__EXTRACTED INFORMATION__:

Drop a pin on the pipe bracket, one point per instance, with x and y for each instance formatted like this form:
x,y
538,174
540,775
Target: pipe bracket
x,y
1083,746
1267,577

__STATED PROBLEM__: Rewrite the rows above as a numbered list, leaving out any blank lines.

__TASK RESPONSE__:
1. Drop a pin on the pipe bracket, one point per instance, with x and y for each instance formatted like this form:
2. x,y
3. 538,174
4. 540,775
5. Target: pipe bracket
6. x,y
7. 1083,746
8. 1267,577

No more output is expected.